** start of ENTRIES SUPPLIED **
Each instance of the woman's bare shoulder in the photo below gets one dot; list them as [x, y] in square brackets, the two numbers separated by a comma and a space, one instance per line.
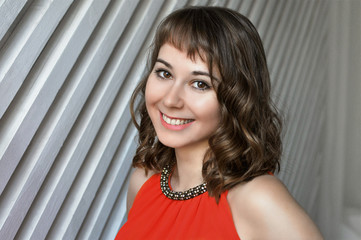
[137, 179]
[264, 209]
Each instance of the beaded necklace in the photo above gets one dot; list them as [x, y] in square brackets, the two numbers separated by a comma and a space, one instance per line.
[185, 195]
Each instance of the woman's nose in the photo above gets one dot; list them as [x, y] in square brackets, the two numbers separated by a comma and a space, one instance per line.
[173, 98]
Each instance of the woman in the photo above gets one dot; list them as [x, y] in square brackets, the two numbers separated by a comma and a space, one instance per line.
[209, 137]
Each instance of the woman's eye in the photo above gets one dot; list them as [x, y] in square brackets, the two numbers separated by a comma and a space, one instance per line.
[200, 85]
[163, 74]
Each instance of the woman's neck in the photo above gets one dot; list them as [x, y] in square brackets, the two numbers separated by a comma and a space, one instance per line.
[188, 169]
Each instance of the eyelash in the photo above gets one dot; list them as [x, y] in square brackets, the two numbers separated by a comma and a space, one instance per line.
[160, 72]
[206, 86]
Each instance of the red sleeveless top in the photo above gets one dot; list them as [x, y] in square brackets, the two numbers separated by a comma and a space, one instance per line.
[154, 216]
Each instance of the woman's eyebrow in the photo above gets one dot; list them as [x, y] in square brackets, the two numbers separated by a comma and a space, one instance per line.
[167, 64]
[204, 74]
[196, 73]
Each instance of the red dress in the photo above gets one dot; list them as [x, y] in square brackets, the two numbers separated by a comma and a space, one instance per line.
[154, 216]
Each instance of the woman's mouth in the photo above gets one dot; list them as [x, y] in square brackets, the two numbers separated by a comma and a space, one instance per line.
[175, 123]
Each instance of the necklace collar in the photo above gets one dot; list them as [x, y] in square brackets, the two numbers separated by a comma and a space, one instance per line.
[185, 195]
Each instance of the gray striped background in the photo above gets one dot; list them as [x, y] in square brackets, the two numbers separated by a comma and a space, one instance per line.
[67, 70]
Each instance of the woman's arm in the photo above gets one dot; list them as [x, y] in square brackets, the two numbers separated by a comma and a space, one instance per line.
[264, 209]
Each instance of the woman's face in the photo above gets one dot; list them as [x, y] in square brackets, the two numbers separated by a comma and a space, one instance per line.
[181, 100]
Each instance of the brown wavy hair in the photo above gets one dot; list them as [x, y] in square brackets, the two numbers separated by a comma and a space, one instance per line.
[247, 142]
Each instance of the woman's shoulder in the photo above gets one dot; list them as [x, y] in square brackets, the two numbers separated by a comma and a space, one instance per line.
[264, 209]
[138, 177]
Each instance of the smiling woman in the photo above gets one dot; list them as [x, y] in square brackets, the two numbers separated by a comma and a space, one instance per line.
[209, 137]
[175, 93]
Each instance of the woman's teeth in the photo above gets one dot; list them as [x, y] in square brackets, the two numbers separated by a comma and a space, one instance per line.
[175, 121]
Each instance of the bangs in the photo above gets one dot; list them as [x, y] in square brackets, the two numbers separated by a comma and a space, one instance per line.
[189, 31]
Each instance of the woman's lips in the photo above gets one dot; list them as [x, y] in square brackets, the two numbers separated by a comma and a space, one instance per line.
[175, 123]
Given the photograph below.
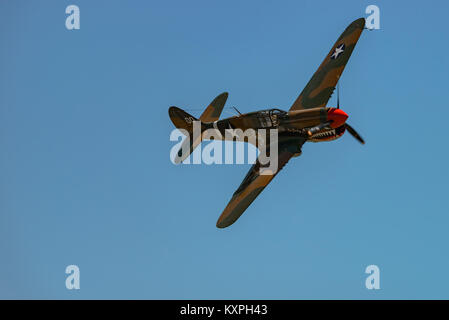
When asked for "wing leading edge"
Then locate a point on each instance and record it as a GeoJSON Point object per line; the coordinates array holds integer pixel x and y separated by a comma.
{"type": "Point", "coordinates": [254, 183]}
{"type": "Point", "coordinates": [319, 89]}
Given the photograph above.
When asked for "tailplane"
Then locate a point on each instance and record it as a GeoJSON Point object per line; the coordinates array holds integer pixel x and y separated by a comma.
{"type": "Point", "coordinates": [185, 121]}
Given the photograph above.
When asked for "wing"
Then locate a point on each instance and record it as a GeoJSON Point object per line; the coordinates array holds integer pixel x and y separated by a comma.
{"type": "Point", "coordinates": [320, 87]}
{"type": "Point", "coordinates": [254, 183]}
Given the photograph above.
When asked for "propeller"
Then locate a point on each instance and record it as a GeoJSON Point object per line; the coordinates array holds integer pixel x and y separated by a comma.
{"type": "Point", "coordinates": [350, 129]}
{"type": "Point", "coordinates": [354, 133]}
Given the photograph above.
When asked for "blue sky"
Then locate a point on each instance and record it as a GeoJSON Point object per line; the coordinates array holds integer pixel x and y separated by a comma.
{"type": "Point", "coordinates": [85, 175]}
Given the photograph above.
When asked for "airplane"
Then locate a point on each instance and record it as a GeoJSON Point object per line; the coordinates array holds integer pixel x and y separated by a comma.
{"type": "Point", "coordinates": [308, 119]}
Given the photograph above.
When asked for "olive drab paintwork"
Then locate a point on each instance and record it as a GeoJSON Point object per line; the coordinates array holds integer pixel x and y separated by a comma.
{"type": "Point", "coordinates": [307, 120]}
{"type": "Point", "coordinates": [320, 87]}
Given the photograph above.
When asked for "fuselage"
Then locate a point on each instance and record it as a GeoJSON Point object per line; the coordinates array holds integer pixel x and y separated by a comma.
{"type": "Point", "coordinates": [329, 120]}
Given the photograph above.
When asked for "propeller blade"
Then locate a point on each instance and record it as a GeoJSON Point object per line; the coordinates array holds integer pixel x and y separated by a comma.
{"type": "Point", "coordinates": [338, 95]}
{"type": "Point", "coordinates": [354, 133]}
{"type": "Point", "coordinates": [317, 128]}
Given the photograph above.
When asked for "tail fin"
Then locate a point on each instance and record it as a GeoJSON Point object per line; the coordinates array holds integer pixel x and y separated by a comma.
{"type": "Point", "coordinates": [213, 111]}
{"type": "Point", "coordinates": [183, 120]}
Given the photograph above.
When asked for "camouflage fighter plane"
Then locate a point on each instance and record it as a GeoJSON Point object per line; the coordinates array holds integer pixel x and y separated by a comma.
{"type": "Point", "coordinates": [308, 119]}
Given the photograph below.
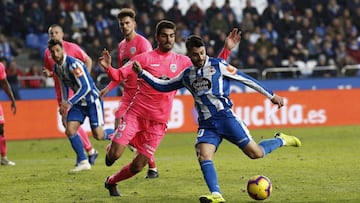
** end of ENTRIES SUPPLIED **
TASK PROMPT
Pick out each line in the material above that contains the string "wing" and copy those lines in full. Case counts when matching.

SOLUTION FOR THIS PROBLEM
When asked for "wing leading edge"
When asked for "wing"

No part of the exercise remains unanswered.